--- Dataset entries Enclosed Below ---

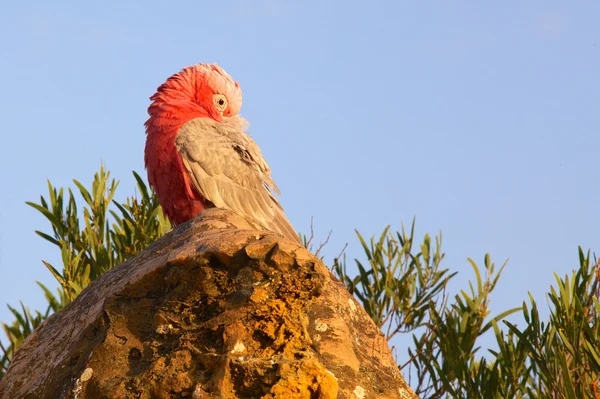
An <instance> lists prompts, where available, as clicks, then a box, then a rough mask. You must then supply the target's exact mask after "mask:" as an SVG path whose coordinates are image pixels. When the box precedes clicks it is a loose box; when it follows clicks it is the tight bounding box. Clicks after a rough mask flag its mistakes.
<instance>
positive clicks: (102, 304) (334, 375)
mask: <svg viewBox="0 0 600 399" xmlns="http://www.w3.org/2000/svg"><path fill="white" fill-rule="evenodd" d="M183 397H187V398H273V399H274V398H282V399H283V398H291V399H293V398H307V399H308V398H310V399H317V398H318V399H330V398H357V399H362V398H406V399H408V398H416V395H414V393H413V392H412V391H411V390H410V388H409V387H408V386H407V384H406V382H405V381H404V379H403V378H402V376H401V375H400V373H399V371H398V368H397V366H396V364H395V362H394V360H393V358H392V356H391V353H390V350H389V348H388V345H387V342H386V340H385V339H384V337H383V335H382V334H381V333H380V332H379V330H378V329H377V327H376V326H375V325H374V324H373V322H372V321H371V319H370V318H369V317H368V315H367V314H366V313H365V311H364V310H363V309H362V308H361V306H360V305H359V304H358V303H357V302H356V301H355V300H354V298H352V296H351V295H350V294H349V293H348V292H347V291H346V290H345V288H344V287H343V285H342V284H341V283H340V282H339V281H338V280H337V279H336V278H335V277H334V276H333V275H332V274H331V273H330V272H329V270H328V269H327V268H326V267H325V266H324V265H323V263H322V262H321V261H319V260H318V259H317V258H315V257H314V256H313V255H312V254H311V253H310V252H308V251H307V250H306V249H304V248H302V247H301V246H299V245H298V244H296V243H293V242H291V241H288V240H286V239H283V238H281V237H280V236H278V235H276V234H274V233H270V232H265V231H256V230H253V229H252V226H250V225H249V224H248V222H246V221H245V220H244V219H242V218H240V217H239V216H237V215H235V214H233V213H231V212H228V211H223V210H219V209H211V210H208V211H205V212H203V213H202V214H201V215H200V216H198V217H197V218H196V219H194V220H192V221H190V222H188V223H186V224H184V225H182V226H179V227H178V228H176V229H174V230H173V231H171V232H170V233H169V234H167V235H166V236H165V237H163V238H161V239H160V240H158V241H157V242H156V243H154V244H153V245H151V246H150V247H149V248H147V249H146V250H145V251H143V252H142V253H140V254H139V255H138V256H136V257H134V258H133V259H131V260H129V261H128V262H126V263H124V264H122V265H121V266H119V267H117V268H116V269H114V270H112V271H110V272H108V273H106V274H104V275H103V276H102V277H101V278H99V279H98V280H96V281H95V282H94V283H92V284H91V285H90V286H89V287H88V288H87V289H85V290H84V291H83V292H82V293H81V295H80V296H79V297H78V298H77V299H76V300H75V301H74V302H73V303H71V304H70V305H69V306H68V307H67V308H66V309H64V310H63V311H61V312H59V313H57V314H54V315H53V316H52V317H50V318H49V319H48V320H47V321H46V322H44V323H43V324H42V325H41V326H40V327H39V328H38V329H37V330H36V331H35V332H34V333H33V334H32V335H31V336H29V337H28V339H27V340H26V341H25V343H24V344H23V345H22V347H21V348H20V349H19V351H18V352H17V354H16V356H15V358H14V359H13V362H12V363H11V366H10V369H9V370H8V373H7V375H6V376H5V378H4V379H3V380H2V381H1V382H0V398H4V399H8V398H10V399H12V398H36V399H37V398H53V399H54V398H183Z"/></svg>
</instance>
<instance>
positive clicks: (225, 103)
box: [213, 93, 227, 113]
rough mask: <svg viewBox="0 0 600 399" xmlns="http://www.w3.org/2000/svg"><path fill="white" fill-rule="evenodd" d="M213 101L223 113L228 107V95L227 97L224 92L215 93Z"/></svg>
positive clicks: (215, 104)
mask: <svg viewBox="0 0 600 399" xmlns="http://www.w3.org/2000/svg"><path fill="white" fill-rule="evenodd" d="M213 103H214V104H215V108H216V109H217V110H218V111H219V112H221V113H223V112H224V111H225V110H226V109H227V97H225V96H224V95H223V94H219V93H217V94H214V95H213Z"/></svg>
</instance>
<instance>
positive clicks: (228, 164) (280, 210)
mask: <svg viewBox="0 0 600 399" xmlns="http://www.w3.org/2000/svg"><path fill="white" fill-rule="evenodd" d="M246 126H248V122H247V121H246V120H245V119H243V118H242V117H240V116H237V115H235V116H231V117H224V118H223V121H222V122H216V121H214V120H212V119H209V118H197V119H192V120H191V121H189V122H187V123H185V124H184V125H183V126H182V127H181V129H180V130H179V133H178V135H177V138H176V141H175V144H176V147H177V151H178V152H179V155H180V156H181V160H182V162H183V166H184V168H185V169H186V171H187V173H188V176H189V178H190V181H191V182H192V183H193V184H194V186H195V187H196V189H197V190H198V192H199V193H200V194H201V195H202V196H203V197H204V198H206V199H207V200H208V201H210V202H212V203H213V204H214V205H215V206H216V207H217V208H225V209H230V210H232V211H234V212H236V213H238V214H240V215H242V216H245V217H247V218H248V219H250V220H251V221H252V222H254V223H256V224H258V225H259V226H260V227H262V228H264V229H266V230H271V231H274V232H277V233H280V234H282V235H284V236H285V237H287V238H289V239H291V240H294V241H297V242H298V241H299V238H298V235H297V234H296V231H295V230H294V228H293V227H292V225H291V224H290V222H289V221H288V220H287V218H286V216H285V213H284V212H283V208H282V207H281V205H280V204H279V202H278V201H277V200H276V199H275V197H274V195H273V193H277V194H279V188H278V187H277V185H276V184H275V182H274V181H273V179H272V178H271V169H269V165H268V164H267V162H266V161H265V159H264V157H263V156H262V154H261V152H260V149H259V148H258V145H256V143H255V142H254V140H252V138H251V137H250V136H249V135H248V134H246V133H245V132H244V129H245V128H246Z"/></svg>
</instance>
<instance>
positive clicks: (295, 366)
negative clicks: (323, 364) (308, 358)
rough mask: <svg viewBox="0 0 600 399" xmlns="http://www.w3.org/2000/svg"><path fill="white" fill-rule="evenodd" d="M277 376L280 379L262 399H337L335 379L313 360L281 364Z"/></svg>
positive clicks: (320, 363) (318, 364)
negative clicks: (290, 363)
mask: <svg viewBox="0 0 600 399" xmlns="http://www.w3.org/2000/svg"><path fill="white" fill-rule="evenodd" d="M279 375H280V377H281V378H280V379H279V381H278V382H277V384H275V385H274V386H273V387H272V388H271V391H270V392H269V393H268V394H267V395H265V396H263V399H310V398H315V397H316V398H318V399H335V398H337V395H338V390H339V387H338V383H337V379H336V378H335V376H334V375H333V374H332V373H331V372H329V371H327V369H326V368H325V366H323V364H321V363H320V362H318V361H317V360H315V359H306V360H303V361H301V362H298V363H294V364H282V365H281V368H280V369H279Z"/></svg>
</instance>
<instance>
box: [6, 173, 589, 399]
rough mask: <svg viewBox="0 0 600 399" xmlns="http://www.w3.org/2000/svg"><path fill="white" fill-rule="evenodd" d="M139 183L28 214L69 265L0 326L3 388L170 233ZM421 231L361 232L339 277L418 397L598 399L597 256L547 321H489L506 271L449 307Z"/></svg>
mask: <svg viewBox="0 0 600 399" xmlns="http://www.w3.org/2000/svg"><path fill="white" fill-rule="evenodd" d="M133 174H134V177H135V179H136V181H137V193H136V194H135V195H133V196H130V197H127V198H126V199H125V201H124V202H119V201H116V200H115V199H114V198H115V193H116V191H117V187H118V182H117V181H116V180H115V179H112V178H111V177H110V173H109V172H108V171H107V170H106V169H105V168H104V167H101V168H100V170H99V171H98V172H97V173H96V174H95V175H94V178H93V181H92V184H91V187H89V188H86V187H85V186H84V185H83V184H81V183H80V182H78V181H74V185H75V187H76V189H77V195H75V194H74V193H73V191H72V190H71V189H67V191H66V192H65V190H64V188H56V187H54V186H53V185H52V184H51V183H50V182H48V196H47V197H44V196H41V197H40V200H39V203H33V202H28V204H29V205H30V206H32V207H33V208H35V209H37V210H38V211H39V212H40V213H41V214H42V215H43V216H44V217H45V218H46V219H47V220H48V222H49V223H50V230H49V231H48V232H42V231H36V233H37V234H38V235H39V236H40V237H42V238H43V239H45V240H47V241H49V242H50V243H52V244H54V245H55V246H56V248H57V250H58V251H59V253H60V260H61V263H62V265H60V266H59V265H56V264H55V265H53V264H51V263H49V262H47V261H42V262H43V264H44V265H45V266H46V267H47V269H48V270H49V271H50V273H51V274H52V276H53V277H54V278H55V279H56V281H57V282H58V288H57V289H56V292H52V291H51V290H50V289H49V288H48V287H46V286H44V285H43V284H41V283H40V282H38V283H37V284H38V285H39V286H40V288H41V289H42V290H43V292H44V295H45V298H46V300H47V302H48V305H47V308H46V309H45V310H44V311H37V310H36V311H34V312H32V311H30V310H29V308H28V307H27V306H25V305H24V304H23V303H22V302H21V304H20V305H19V306H18V307H16V306H15V307H13V306H10V305H8V307H9V309H10V311H11V313H12V314H13V315H14V320H13V321H12V322H11V323H1V324H2V327H3V330H4V333H5V335H6V337H5V339H4V342H5V343H4V344H3V343H2V341H0V378H2V377H3V376H4V374H5V373H6V371H7V369H8V367H9V364H10V360H11V358H12V357H13V356H14V353H15V351H16V350H17V349H18V348H19V346H20V345H21V344H22V342H23V341H24V339H25V338H26V337H27V336H28V335H29V334H31V332H32V331H33V330H34V329H35V328H36V327H37V326H38V325H39V324H40V323H41V322H42V321H44V320H45V319H46V318H47V317H48V316H49V315H51V314H52V313H54V312H57V311H59V310H61V309H63V308H64V307H65V306H67V305H68V304H69V303H70V302H71V301H72V300H73V299H74V298H75V297H77V295H78V294H79V293H80V292H81V291H82V290H83V289H85V287H87V286H88V285H89V284H90V283H91V282H92V281H93V280H94V279H96V278H98V277H99V276H100V275H101V274H102V273H104V272H106V271H108V270H110V269H112V268H113V267H115V266H117V265H119V264H120V263H122V262H123V261H125V260H126V259H127V258H129V257H131V256H133V255H135V254H137V253H138V252H140V251H141V250H142V249H144V248H145V247H146V246H148V245H149V244H150V243H152V242H153V241H155V240H156V239H157V238H159V237H160V236H162V235H163V234H165V233H166V232H167V231H168V230H169V229H170V228H171V226H170V224H169V222H168V220H167V219H166V218H165V216H164V215H163V213H162V209H161V207H160V205H159V203H158V201H157V199H156V197H155V196H154V193H153V192H152V191H151V190H149V189H148V187H147V185H146V184H145V183H144V181H143V180H142V179H141V178H140V176H139V175H138V174H137V173H135V172H133ZM78 204H79V207H78ZM80 208H81V209H80ZM414 231H415V223H414V221H413V223H412V225H411V227H410V229H409V230H405V229H404V227H403V228H402V230H401V231H398V232H392V231H391V230H390V228H389V227H387V228H385V229H384V230H383V232H382V233H381V234H380V235H377V236H373V237H371V238H370V239H366V238H364V237H363V236H362V235H361V234H360V233H359V232H356V234H357V237H358V244H359V245H360V246H361V247H362V250H363V253H364V255H363V256H362V257H361V258H360V259H355V260H354V262H353V264H354V265H355V266H356V267H355V268H354V267H353V268H349V267H348V262H347V260H346V259H345V257H343V258H336V259H334V260H333V261H332V270H333V271H334V273H335V274H336V275H337V276H338V277H339V278H340V280H341V281H342V282H343V283H344V285H345V286H346V288H347V289H348V290H349V291H350V293H352V294H353V295H354V296H355V297H356V298H357V299H358V300H359V301H360V303H361V304H362V305H363V307H364V308H365V310H366V311H367V313H368V314H369V316H370V317H371V318H372V319H373V321H374V322H375V323H376V324H377V326H378V327H379V328H381V330H382V332H383V333H384V334H385V335H386V337H387V339H388V340H392V339H393V338H394V337H397V336H399V335H407V334H408V335H409V336H410V338H411V339H412V343H411V344H410V345H408V347H407V348H406V352H403V353H402V354H399V355H398V356H397V357H398V359H399V361H400V364H399V365H398V367H399V368H400V369H401V370H402V372H403V374H404V376H405V377H406V378H407V380H408V381H409V383H410V385H411V386H412V387H413V389H414V390H415V391H416V392H417V394H418V395H419V396H420V397H422V398H465V399H467V398H469V399H472V398H482V399H484V398H485V399H488V398H489V399H492V398H494V399H496V398H498V399H500V398H568V399H575V398H600V381H599V375H600V349H598V348H600V339H599V336H600V334H599V323H598V321H599V320H598V315H599V314H600V303H599V298H600V263H599V262H598V261H597V260H596V259H594V258H592V256H591V254H590V252H589V251H587V252H584V251H583V250H582V249H581V248H579V258H578V265H577V267H576V268H575V270H574V271H573V273H572V274H571V275H568V276H564V277H561V276H558V275H555V278H556V283H555V285H554V286H552V287H550V292H549V293H548V294H547V298H548V306H549V317H548V318H547V319H546V320H542V319H541V318H540V314H539V311H538V306H537V304H536V302H535V300H534V299H533V298H532V297H531V296H530V297H529V298H527V300H526V301H524V302H523V305H522V306H521V307H519V308H516V309H508V310H506V311H503V312H500V313H499V314H497V315H491V314H490V310H489V308H490V297H491V294H492V292H493V290H494V289H495V287H496V285H497V284H498V282H499V279H500V276H501V274H502V270H503V269H504V267H505V265H506V264H503V265H502V266H501V267H496V266H495V264H494V263H493V262H492V261H491V259H490V256H489V255H487V254H486V255H485V257H484V259H483V263H482V264H481V265H478V264H477V263H475V262H474V261H473V260H471V259H469V260H468V262H469V263H470V265H471V266H472V269H473V273H474V279H473V280H472V281H467V283H466V288H465V289H463V290H460V291H459V292H458V293H457V294H454V295H451V294H450V293H449V292H448V290H449V287H448V283H449V282H450V281H451V280H453V279H456V278H457V272H453V271H451V270H450V269H448V268H444V267H443V266H442V262H443V259H444V253H443V252H442V236H441V234H440V235H439V237H434V238H433V239H432V238H431V237H430V236H429V235H425V236H424V237H423V238H422V239H421V240H418V239H417V237H415V234H414ZM304 242H305V243H306V242H307V240H306V237H304ZM350 269H351V270H352V271H349V270H350ZM354 270H356V272H354ZM515 312H521V313H522V315H523V319H524V322H523V323H520V324H522V325H516V324H513V323H510V322H508V321H507V320H506V317H507V316H508V315H510V314H512V313H515ZM486 332H490V333H493V334H494V335H495V339H496V343H497V347H496V348H495V349H487V350H486V351H485V353H483V352H484V351H482V350H481V347H480V346H478V342H480V338H481V336H482V335H483V334H485V333H486Z"/></svg>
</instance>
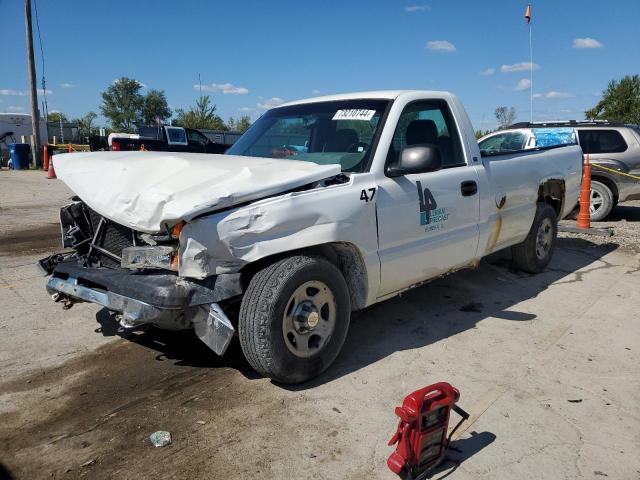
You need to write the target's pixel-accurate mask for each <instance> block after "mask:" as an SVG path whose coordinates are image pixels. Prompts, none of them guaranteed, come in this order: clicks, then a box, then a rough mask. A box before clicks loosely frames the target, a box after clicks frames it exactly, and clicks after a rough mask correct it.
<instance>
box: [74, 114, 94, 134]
mask: <svg viewBox="0 0 640 480" xmlns="http://www.w3.org/2000/svg"><path fill="white" fill-rule="evenodd" d="M97 117H98V115H97V114H96V112H88V113H87V114H86V115H85V116H84V117H80V118H76V119H73V120H71V122H72V123H75V124H76V125H78V136H79V137H80V138H81V139H84V138H86V137H89V136H91V135H94V134H95V133H96V131H97V130H98V128H97V127H94V126H93V122H94V120H95V119H96V118H97Z"/></svg>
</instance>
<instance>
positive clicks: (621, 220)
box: [558, 200, 640, 254]
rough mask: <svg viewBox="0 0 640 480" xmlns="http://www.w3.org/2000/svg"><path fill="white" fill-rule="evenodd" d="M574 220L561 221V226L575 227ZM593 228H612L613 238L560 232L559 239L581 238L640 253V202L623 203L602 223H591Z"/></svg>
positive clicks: (605, 244)
mask: <svg viewBox="0 0 640 480" xmlns="http://www.w3.org/2000/svg"><path fill="white" fill-rule="evenodd" d="M575 224H576V222H575V220H562V221H561V222H560V225H561V226H567V227H575ZM591 226H592V227H594V228H612V229H613V236H611V237H600V236H597V235H585V234H580V233H567V232H560V233H559V234H558V236H559V237H561V238H581V239H583V240H588V241H589V242H591V243H593V244H595V245H610V244H614V245H617V246H619V248H620V249H622V250H625V251H627V252H629V253H634V254H638V253H640V200H635V201H633V202H625V203H623V204H621V205H618V206H617V207H616V208H614V209H613V211H612V212H611V214H610V215H609V217H608V218H607V219H606V221H604V222H593V223H592V224H591Z"/></svg>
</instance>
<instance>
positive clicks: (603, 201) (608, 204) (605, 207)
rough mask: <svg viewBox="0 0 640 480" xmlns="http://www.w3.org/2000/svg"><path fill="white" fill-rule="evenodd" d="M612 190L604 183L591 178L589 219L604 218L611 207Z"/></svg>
mask: <svg viewBox="0 0 640 480" xmlns="http://www.w3.org/2000/svg"><path fill="white" fill-rule="evenodd" d="M613 204H614V200H613V192H612V191H611V190H610V189H609V187H607V186H606V185H605V184H604V183H601V182H598V181H597V180H591V192H590V197H589V216H590V217H591V221H593V222H599V221H601V220H604V219H605V218H606V217H607V215H609V213H611V210H612V209H613Z"/></svg>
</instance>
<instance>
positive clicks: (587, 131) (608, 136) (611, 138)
mask: <svg viewBox="0 0 640 480" xmlns="http://www.w3.org/2000/svg"><path fill="white" fill-rule="evenodd" d="M578 137H579V138H580V146H581V147H582V151H583V152H584V153H620V152H624V151H625V150H626V149H627V144H626V142H625V141H624V138H622V135H620V132H618V131H616V130H604V129H593V130H579V131H578Z"/></svg>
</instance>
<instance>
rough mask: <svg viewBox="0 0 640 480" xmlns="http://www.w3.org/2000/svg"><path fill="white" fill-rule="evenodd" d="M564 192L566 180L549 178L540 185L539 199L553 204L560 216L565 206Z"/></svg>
mask: <svg viewBox="0 0 640 480" xmlns="http://www.w3.org/2000/svg"><path fill="white" fill-rule="evenodd" d="M564 193H565V186H564V180H555V179H551V180H547V181H546V182H544V183H543V184H541V185H540V187H538V200H537V201H538V202H542V203H548V204H549V205H551V206H552V207H553V209H554V210H555V211H556V214H557V215H558V217H560V214H561V213H562V209H563V206H564Z"/></svg>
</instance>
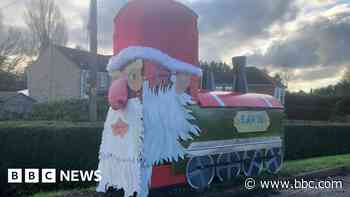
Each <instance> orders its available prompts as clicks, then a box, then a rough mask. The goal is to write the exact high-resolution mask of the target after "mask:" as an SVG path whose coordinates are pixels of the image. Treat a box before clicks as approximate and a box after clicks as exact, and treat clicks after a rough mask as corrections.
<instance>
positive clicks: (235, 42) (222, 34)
mask: <svg viewBox="0 0 350 197" xmlns="http://www.w3.org/2000/svg"><path fill="white" fill-rule="evenodd" d="M188 5H189V6H190V7H191V8H192V9H194V10H195V12H197V13H198V14H199V30H200V52H201V58H202V59H207V60H218V59H223V58H224V57H225V56H227V55H230V54H229V53H230V52H231V51H232V49H235V48H236V49H237V48H239V47H241V46H244V45H248V44H250V43H251V42H253V41H254V40H256V39H259V38H260V39H262V38H264V37H265V38H266V37H269V34H270V33H269V28H270V27H271V26H273V25H278V24H283V23H285V22H287V21H290V20H293V19H294V18H295V17H296V15H297V13H298V8H297V7H296V3H295V1H294V0H290V1H285V0H264V1H261V0H249V1H244V0H241V1H232V0H220V1H215V0H200V1H194V2H192V3H189V4H188Z"/></svg>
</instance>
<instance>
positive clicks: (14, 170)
mask: <svg viewBox="0 0 350 197" xmlns="http://www.w3.org/2000/svg"><path fill="white" fill-rule="evenodd" d="M7 182H8V183H22V169H8V170H7Z"/></svg>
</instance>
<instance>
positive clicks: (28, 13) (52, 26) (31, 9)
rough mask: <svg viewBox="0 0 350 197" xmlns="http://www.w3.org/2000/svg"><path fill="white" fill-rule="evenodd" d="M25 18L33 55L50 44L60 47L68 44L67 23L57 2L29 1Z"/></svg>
mask: <svg viewBox="0 0 350 197" xmlns="http://www.w3.org/2000/svg"><path fill="white" fill-rule="evenodd" d="M24 17H25V22H26V24H27V27H28V29H29V31H30V39H31V43H32V45H33V46H32V49H33V50H32V53H33V54H37V53H38V52H39V50H40V49H42V48H44V47H46V46H47V45H48V44H50V43H51V44H58V45H65V44H66V43H67V41H68V32H67V27H66V22H65V20H64V17H63V16H62V14H61V11H60V9H59V7H58V6H57V4H56V3H55V0H31V1H29V3H28V4H27V5H26V11H25V15H24Z"/></svg>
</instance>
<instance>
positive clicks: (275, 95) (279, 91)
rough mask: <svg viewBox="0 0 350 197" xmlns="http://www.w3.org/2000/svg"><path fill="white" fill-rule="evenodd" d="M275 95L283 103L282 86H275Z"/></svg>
mask: <svg viewBox="0 0 350 197" xmlns="http://www.w3.org/2000/svg"><path fill="white" fill-rule="evenodd" d="M275 97H276V98H277V99H278V100H279V101H280V102H281V103H282V104H283V105H284V97H285V91H284V89H283V88H280V87H276V88H275Z"/></svg>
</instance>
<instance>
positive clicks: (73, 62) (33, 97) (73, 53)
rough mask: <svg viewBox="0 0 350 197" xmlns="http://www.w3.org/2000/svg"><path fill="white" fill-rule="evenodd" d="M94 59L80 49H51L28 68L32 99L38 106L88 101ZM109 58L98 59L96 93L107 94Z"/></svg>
mask: <svg viewBox="0 0 350 197" xmlns="http://www.w3.org/2000/svg"><path fill="white" fill-rule="evenodd" d="M92 57H93V56H92V55H91V53H89V52H87V51H83V50H80V49H73V48H67V47H62V46H57V45H50V46H48V47H47V48H46V49H44V50H42V52H41V53H40V55H39V57H38V59H37V60H36V61H35V62H34V63H33V64H31V65H30V66H29V68H28V71H27V75H28V89H29V95H30V96H31V97H32V98H34V99H35V100H37V101H38V102H51V101H57V100H65V99H84V98H88V90H89V83H88V79H89V73H90V71H89V65H90V64H91V62H92ZM109 58H110V56H105V55H98V58H97V59H98V64H97V66H98V74H97V93H98V94H102V95H103V94H106V93H107V91H108V87H109V83H110V78H109V75H108V73H107V71H106V65H107V63H108V60H109Z"/></svg>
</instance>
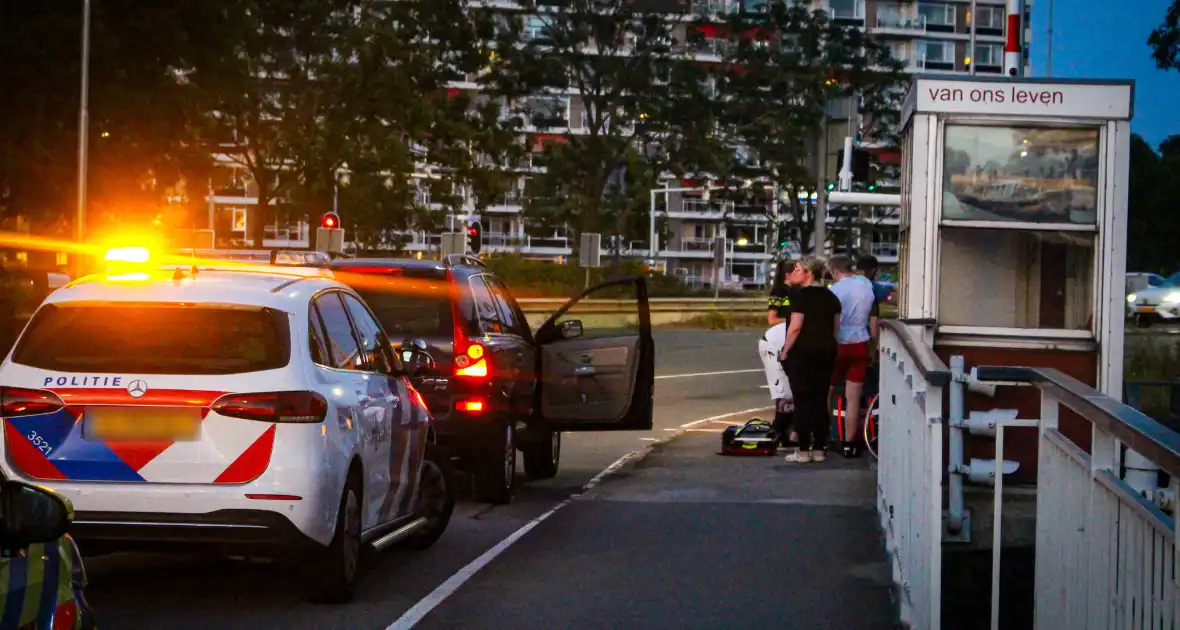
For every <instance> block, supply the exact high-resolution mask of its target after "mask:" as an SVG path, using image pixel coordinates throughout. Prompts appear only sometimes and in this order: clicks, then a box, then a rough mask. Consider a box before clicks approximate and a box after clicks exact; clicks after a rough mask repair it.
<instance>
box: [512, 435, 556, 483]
mask: <svg viewBox="0 0 1180 630" xmlns="http://www.w3.org/2000/svg"><path fill="white" fill-rule="evenodd" d="M522 451H523V453H524V472H525V473H527V474H529V477H531V478H533V479H552V478H553V477H556V475H557V466H558V464H559V462H560V460H562V433H560V432H559V431H546V432H545V433H544V434H542V439H539V440H537V441H536V442H535V444H530V445H529V446H525V447H524V448H522Z"/></svg>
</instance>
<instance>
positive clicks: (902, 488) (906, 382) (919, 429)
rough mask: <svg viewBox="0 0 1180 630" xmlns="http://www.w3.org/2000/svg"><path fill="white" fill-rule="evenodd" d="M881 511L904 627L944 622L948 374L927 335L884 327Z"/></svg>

--- End of Enclosed Dataset entries ---

What to work on:
For the string "before", return every line of the data above that contains it.

Written solution:
You need to write the target's pixel-accurate mask for each <instance> block after "mask:" as an SVG path whose coordinates are image pixels. Prompts, none of them guaranteed, come in this order: clicks, then a box, then a rough mask. A box before clicks loosely frames the target, a box after clicks frames it exactly, and clicks after a rough mask correct it.
Each <instance> orders its available prompts as clicks, then a box, then a rough mask. The goal is to write the exact high-resolution mask of the target after "mask:" as an SVG path whose coordinates are pixels of the image. Treat a box before clicks as approximate and a box after clicks as exact, and treat clicks after a rough mask as corrections.
For every <instance> block, supply the exact high-resolution mask of its target after "mask:" as an SVG path, using image pixel coordinates throughout. Prompts appear only sometimes and in this order: clicks, then a box, then a rough mask. Consider a box before clicks approximate and a box after clicks exact; clicks after a rough mask repair it.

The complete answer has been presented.